SET EXERCISE
Return every line of the records below that contains the string "form", copying each line in full. Case counts.

PROVIDED RECORDS
*-*-*
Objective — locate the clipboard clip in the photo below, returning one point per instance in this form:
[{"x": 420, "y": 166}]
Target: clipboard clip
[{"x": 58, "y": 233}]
*-*-*
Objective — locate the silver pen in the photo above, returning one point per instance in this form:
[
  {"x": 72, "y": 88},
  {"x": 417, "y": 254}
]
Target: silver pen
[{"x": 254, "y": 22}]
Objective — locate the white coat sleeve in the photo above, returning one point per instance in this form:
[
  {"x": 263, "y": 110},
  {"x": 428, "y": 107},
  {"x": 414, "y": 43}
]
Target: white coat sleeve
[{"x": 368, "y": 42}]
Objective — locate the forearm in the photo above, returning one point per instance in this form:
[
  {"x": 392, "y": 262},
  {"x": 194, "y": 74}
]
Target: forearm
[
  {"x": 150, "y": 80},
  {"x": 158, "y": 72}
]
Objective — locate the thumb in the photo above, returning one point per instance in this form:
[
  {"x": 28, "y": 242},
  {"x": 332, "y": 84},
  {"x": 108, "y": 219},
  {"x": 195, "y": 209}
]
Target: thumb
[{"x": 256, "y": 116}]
*-*-*
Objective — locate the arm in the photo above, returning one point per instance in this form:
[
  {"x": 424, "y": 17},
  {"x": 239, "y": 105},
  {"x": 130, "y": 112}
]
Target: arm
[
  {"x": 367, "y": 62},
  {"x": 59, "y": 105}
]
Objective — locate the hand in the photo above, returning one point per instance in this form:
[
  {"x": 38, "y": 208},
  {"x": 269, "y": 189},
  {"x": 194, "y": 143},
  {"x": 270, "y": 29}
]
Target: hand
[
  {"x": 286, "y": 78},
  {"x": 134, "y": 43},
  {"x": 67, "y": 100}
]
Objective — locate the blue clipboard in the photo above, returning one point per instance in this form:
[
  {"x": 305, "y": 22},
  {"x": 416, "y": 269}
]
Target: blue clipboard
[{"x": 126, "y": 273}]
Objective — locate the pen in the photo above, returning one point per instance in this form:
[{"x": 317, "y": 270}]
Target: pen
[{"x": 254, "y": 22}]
*-*-*
RESULT OF THIS EXERCISE
Objective — locate the clipboard clip in the photo below, returning one point per instance in this form:
Objective — locate the silver pen in the photo above, returning one point per instance in this form:
Objective — locate the white coat sleeve in the photo above, returning one point per instance in this form:
Objective — locate the forearm in the photo above, returning one point per instance in this form:
Objective — locate the thumb in the photo above, returning one point per instance in this form:
Objective — locate the arm in the photo above, returning one point per instance in this form:
Objective — locate the hand in the photo above, returning one point per instance in this form:
Objective — locate the blue clipboard in the photo above, returning one point per instance in this form:
Objective — locate the pen in the photo above, returning one point per instance in this form:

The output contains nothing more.